··· SOURCE TEXT

Using Topic model and LSH for finding similar articles in PubMed

In this work we analyse topics of articles in PubMed and search for similar articles. This project is for my Machine Learning course at Comenius University and also for our company Black Swan Rational.

Links

The full project report.
The full project directory.
If interested please ask for the used PubMed dataset.

Task

Our aim was to find related articles in the PubMed article database.
Pubmed is an
open database of about 22 million science articles in medicine. We wanted to design some-
thing like a recommender system for science articles meaning that ”if you found interesting
this article, you should also look at”. We want to apply the results for our project ”sci-
curve.com” to link similar articles and maybe visualizing this tree and clusters, i.e. topics.
Please note that almost all of the code was written by the author and is licenses under
GPLv3.

Keywords

PubMed, Topic Model, LSH, LSI, gensim, python, c++, recommender system,
kNN, cosine similarity.

Our approach

First of all, as the dataset is quite big, we selected 1,6M articles which have
citations (that’s about 5%). Then we parsed the articles from XML to following datasets:

corpus.csv – tokenized abstracts
citations.csv – one-to-many mapping from one article which cited many

Then we transformed the corpus to:

dictionary.pkl – one-to-one mapping between token (from corpus) and it’s unique
integer identifier.

······
··· SUPPLIED ENTRIES

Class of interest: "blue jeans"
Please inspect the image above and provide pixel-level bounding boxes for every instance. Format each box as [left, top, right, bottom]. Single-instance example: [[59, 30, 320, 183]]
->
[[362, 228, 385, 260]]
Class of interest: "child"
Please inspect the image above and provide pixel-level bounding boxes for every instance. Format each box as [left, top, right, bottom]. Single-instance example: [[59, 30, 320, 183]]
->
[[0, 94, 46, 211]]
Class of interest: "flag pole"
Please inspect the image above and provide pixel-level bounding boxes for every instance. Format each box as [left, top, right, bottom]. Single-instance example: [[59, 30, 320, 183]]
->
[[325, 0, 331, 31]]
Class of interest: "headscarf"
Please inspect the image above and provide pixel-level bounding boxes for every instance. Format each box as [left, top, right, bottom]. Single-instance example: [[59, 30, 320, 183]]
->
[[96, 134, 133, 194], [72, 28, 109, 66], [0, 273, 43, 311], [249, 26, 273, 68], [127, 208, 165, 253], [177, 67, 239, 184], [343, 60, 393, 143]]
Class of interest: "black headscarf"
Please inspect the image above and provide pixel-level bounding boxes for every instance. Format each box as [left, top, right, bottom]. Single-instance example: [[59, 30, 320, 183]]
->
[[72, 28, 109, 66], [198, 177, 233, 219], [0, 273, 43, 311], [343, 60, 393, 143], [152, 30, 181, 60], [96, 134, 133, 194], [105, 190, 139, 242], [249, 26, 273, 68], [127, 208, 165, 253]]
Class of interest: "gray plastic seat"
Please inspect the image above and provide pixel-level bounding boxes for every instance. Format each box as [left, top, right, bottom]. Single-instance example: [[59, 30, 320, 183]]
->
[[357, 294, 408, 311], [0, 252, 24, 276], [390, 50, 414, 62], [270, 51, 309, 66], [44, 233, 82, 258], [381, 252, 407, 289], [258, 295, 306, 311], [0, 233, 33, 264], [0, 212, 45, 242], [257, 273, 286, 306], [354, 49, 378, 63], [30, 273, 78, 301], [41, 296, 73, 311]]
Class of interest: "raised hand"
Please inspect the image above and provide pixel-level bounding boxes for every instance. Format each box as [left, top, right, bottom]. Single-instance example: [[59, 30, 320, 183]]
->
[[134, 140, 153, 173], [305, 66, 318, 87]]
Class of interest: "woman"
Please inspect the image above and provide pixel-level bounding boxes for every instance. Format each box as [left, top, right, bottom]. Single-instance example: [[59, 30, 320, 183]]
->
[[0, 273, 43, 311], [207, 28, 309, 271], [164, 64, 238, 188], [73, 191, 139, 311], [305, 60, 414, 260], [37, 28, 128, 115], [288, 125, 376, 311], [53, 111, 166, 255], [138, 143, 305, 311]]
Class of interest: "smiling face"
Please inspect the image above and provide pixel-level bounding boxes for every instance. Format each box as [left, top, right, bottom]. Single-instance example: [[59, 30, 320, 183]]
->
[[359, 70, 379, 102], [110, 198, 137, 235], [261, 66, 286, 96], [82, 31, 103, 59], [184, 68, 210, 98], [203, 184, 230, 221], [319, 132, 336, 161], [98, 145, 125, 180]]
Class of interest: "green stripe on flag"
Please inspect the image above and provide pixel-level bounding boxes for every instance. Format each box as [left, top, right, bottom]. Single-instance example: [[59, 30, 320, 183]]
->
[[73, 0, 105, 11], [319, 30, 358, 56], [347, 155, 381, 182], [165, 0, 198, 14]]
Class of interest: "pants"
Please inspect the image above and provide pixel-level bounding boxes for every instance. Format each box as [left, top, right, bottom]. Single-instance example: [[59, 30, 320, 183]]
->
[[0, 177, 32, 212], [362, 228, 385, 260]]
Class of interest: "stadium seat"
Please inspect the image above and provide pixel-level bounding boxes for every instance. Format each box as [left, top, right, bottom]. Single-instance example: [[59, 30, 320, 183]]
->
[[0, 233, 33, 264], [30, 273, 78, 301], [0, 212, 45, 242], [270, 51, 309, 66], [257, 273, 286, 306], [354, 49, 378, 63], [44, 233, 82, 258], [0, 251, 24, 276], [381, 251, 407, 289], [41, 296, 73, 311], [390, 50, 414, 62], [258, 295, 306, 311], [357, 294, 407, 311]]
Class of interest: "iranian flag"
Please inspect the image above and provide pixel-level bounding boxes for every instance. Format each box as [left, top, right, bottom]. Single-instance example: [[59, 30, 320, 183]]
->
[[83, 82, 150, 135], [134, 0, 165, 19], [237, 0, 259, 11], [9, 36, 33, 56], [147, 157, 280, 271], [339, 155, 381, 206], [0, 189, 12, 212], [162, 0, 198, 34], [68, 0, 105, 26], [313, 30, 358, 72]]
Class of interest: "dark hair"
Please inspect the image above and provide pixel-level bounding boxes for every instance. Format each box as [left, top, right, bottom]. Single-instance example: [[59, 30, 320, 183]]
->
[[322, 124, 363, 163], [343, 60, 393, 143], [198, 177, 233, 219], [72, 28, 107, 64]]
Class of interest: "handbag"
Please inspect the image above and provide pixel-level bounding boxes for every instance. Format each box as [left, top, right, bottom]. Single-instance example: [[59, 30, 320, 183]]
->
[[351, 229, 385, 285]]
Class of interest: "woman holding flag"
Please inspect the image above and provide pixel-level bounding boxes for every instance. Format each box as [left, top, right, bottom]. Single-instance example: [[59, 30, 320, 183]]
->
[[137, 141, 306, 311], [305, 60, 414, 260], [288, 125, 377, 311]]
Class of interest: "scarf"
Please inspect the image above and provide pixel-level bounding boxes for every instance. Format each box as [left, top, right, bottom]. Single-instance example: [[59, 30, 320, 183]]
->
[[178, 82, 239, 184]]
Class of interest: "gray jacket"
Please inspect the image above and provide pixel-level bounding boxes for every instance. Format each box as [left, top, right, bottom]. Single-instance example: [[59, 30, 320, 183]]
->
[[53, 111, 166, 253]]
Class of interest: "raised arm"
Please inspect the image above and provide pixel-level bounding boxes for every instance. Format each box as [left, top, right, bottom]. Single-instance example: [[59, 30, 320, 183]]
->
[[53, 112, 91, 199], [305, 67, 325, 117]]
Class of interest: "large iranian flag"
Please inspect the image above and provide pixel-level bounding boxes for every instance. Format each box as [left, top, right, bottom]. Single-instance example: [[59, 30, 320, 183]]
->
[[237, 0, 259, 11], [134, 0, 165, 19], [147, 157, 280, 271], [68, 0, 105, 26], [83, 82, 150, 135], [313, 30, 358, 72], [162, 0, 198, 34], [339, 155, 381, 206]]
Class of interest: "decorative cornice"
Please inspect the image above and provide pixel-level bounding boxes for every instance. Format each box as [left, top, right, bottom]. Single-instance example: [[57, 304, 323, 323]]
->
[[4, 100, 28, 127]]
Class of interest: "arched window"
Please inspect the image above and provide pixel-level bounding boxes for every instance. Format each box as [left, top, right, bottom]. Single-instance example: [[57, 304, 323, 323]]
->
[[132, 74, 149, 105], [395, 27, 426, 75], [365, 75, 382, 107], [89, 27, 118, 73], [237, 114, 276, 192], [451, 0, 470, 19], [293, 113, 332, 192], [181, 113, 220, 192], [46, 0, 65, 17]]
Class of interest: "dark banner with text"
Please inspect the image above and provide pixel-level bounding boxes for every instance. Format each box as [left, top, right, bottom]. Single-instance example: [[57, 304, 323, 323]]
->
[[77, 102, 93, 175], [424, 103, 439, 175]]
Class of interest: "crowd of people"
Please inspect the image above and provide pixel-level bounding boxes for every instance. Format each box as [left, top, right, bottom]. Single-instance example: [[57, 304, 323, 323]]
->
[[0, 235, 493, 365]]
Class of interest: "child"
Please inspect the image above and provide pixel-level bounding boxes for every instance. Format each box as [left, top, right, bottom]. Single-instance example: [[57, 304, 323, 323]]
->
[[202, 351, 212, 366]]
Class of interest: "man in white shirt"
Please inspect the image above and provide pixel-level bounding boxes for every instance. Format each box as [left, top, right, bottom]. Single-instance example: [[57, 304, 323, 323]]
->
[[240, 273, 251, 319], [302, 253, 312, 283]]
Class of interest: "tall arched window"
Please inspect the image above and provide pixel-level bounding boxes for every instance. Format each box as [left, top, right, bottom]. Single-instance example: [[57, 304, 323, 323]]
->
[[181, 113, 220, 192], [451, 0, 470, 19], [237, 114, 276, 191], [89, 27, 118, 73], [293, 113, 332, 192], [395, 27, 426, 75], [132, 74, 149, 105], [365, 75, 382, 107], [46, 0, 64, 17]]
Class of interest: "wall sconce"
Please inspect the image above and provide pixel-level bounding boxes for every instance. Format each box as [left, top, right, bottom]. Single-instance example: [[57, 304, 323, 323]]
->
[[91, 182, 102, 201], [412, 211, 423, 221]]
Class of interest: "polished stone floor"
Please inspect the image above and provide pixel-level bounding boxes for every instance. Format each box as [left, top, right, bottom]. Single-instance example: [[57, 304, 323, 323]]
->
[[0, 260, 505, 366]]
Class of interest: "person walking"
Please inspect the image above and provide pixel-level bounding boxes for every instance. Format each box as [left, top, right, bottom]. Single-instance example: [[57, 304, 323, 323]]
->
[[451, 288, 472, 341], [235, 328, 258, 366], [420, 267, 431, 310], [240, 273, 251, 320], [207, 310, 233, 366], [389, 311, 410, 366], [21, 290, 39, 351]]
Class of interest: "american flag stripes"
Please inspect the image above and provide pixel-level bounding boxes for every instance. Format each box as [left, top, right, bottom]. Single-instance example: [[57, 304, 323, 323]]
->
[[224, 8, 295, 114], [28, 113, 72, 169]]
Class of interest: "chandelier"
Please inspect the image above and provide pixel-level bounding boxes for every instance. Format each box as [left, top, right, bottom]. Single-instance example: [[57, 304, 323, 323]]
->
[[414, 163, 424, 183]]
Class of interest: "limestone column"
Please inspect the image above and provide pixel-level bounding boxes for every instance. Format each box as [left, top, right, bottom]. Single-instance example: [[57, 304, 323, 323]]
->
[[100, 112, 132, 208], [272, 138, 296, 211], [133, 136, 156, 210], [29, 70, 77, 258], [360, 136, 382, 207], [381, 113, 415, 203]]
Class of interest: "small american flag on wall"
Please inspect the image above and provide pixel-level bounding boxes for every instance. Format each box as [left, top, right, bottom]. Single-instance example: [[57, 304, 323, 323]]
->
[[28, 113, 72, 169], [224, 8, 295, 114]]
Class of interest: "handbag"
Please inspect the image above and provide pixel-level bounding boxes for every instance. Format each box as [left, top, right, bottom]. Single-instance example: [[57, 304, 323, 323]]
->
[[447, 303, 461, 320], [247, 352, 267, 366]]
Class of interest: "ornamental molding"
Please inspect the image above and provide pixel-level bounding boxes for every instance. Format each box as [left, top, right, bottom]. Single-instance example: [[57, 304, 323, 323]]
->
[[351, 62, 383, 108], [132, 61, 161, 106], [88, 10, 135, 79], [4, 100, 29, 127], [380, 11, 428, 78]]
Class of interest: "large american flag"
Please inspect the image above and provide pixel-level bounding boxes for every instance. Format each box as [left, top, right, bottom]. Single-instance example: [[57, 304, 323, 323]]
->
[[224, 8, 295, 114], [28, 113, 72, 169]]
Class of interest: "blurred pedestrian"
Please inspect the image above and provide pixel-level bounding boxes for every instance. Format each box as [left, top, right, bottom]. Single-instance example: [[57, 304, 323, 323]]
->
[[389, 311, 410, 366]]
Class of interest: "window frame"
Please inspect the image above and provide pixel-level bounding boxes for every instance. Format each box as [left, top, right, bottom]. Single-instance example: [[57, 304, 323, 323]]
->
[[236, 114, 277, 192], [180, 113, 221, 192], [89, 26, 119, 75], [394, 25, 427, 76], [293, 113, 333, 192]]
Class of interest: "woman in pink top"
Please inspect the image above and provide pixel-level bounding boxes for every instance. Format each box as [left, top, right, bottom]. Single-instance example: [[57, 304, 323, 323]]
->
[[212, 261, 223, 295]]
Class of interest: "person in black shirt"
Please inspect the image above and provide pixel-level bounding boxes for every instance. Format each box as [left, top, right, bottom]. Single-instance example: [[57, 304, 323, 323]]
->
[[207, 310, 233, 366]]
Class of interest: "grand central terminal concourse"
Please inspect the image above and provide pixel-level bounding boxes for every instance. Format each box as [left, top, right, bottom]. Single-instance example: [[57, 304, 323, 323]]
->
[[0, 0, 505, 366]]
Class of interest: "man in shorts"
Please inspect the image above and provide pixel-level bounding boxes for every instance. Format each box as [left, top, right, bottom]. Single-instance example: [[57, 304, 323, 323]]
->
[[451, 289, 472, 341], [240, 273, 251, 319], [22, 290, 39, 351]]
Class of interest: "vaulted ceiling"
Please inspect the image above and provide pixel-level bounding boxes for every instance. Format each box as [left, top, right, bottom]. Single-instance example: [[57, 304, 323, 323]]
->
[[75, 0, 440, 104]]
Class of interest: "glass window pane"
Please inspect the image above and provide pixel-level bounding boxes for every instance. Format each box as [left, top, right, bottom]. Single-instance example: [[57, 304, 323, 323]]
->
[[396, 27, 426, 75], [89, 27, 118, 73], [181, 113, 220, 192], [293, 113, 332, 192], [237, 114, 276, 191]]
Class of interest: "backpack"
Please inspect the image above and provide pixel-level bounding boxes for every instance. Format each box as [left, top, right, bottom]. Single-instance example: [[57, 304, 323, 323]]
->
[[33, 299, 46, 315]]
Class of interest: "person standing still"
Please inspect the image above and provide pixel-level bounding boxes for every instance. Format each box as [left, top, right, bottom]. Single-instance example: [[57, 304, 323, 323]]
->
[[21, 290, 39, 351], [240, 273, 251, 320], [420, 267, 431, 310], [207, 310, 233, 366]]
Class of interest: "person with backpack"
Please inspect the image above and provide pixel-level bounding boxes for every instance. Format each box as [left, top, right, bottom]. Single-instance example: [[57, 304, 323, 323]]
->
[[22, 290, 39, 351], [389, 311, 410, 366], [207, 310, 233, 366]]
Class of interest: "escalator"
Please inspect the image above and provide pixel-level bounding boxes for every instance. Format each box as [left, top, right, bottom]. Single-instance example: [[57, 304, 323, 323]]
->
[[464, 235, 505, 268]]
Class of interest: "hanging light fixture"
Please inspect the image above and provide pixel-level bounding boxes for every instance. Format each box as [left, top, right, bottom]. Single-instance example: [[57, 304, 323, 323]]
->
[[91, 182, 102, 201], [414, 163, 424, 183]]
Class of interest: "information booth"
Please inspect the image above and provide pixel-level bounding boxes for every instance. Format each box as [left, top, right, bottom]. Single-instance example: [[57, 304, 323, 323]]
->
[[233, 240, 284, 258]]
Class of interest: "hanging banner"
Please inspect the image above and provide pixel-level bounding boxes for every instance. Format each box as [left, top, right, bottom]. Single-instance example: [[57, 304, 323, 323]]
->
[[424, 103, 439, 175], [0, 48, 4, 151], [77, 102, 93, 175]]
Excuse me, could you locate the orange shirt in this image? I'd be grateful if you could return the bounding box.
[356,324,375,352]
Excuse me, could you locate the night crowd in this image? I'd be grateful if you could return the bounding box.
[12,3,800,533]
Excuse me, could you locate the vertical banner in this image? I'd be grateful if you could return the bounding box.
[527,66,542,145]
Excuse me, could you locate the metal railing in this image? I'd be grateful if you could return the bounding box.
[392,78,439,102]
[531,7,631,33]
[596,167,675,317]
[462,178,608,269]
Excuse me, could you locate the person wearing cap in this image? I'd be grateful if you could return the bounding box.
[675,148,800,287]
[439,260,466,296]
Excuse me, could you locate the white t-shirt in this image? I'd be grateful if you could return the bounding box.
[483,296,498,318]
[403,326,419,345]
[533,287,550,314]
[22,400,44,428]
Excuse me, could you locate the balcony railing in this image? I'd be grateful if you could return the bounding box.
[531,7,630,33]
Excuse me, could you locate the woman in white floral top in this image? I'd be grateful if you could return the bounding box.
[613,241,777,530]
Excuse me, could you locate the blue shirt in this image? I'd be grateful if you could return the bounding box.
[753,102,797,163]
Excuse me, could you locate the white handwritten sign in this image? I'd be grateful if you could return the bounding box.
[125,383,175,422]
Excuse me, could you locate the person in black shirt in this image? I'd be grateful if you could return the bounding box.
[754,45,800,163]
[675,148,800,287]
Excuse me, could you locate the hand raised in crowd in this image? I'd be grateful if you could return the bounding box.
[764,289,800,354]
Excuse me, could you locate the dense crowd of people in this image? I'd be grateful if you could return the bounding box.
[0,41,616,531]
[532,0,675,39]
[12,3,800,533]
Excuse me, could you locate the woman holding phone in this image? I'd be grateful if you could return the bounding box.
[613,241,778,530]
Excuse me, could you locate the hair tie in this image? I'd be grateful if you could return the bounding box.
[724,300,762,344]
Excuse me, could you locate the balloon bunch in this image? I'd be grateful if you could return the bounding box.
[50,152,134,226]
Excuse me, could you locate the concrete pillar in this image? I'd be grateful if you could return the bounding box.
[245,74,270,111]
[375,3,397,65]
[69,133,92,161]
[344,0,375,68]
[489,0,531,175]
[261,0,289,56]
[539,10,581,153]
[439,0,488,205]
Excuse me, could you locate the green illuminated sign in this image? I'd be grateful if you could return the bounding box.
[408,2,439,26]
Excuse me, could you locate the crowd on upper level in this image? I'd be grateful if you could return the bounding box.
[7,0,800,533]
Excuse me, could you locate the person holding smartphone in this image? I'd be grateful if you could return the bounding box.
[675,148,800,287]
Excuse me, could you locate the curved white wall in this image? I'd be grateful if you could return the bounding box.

······

* **WHAT YOU NEED TO DO**:
• A. Which file names appear in the PubMed write-up?
• B. Under what license is the code in the PubMed write-up released?
• C. Resume the PubMed write-up after its last sentence.
These extracted data entries are separate material and have no connection to the PubMed write-up.

* **EXPECTED OUTPUTS**:
• A. corpus.csv, citations.csv, dictionary.pkl

• B. GPLv3

• C.
word frequencies.csv – for each word frequency of usage in all documents (from
corpus).
docs used.csv – filtered and transformed tokens; for example number where omitted.

After the data was preprocessed we trained a topic model on docs used with gensim using
LSI:

lsi.pkl – the trained model (it took about 16h).
topics.csv – most significant tokens for each topic.
vectors.csv – transformed docs used to LSI space. These vectors should be compared
with cosine similarity.

Finally, we developed two metrics based on LSI vectors and the citation graph to calculate
the distance between two articles. To fasten the computation we used our LSH implementation in C++. Note that we first tried the bruteforce O(N 2) kNN implementation to know
if our metrics are working.

bf dist.csv – tuples (dist, id1, id2) of the closest articles. For each bucket in LSH we
did O(n2 ) kNN, inserted all pairs to a global list and sorted. Note that only 2% of all
were stored as there were over 1,000,000,000 pairs.
buckets.csv – for each bucket LSH the list of articles which belong to them.

Note that we also had two smaller datasets of size 10,000 (small) and 100,000 (citation_small) which were used for testing purposes and preliminary results.
Also note that to download the PubMed dataset we used their open API. Pubmed allows
to use its API to download the whole dataset.

Output

We compare the given cosine-similarity distance with exact citation walk distance
on several hundred examples (note that it’s computationally expensive to run BFS on such
a graph). We also show example of few abstract (i.e. text) pairs with different distances.
To illustrate the dataset we include plots showing distributions of the data we used and
transformed.

Author: Peter Csiba

Software Engineer at Google View all posts by Peter Csiba

4 thoughts on “Using Topic model and LSH for finding similar articles in PubMed”

Hello Peter, I recently did a benchmark on various kNN libraries.

I think it may be of interest to you: http://radimrehurek.com/2013/12/performance-shootout-of-nearest-neighbours-contestants/

Hi Radim,
Thank you very much! It looks great. We will definitely try FLANN and Annoy.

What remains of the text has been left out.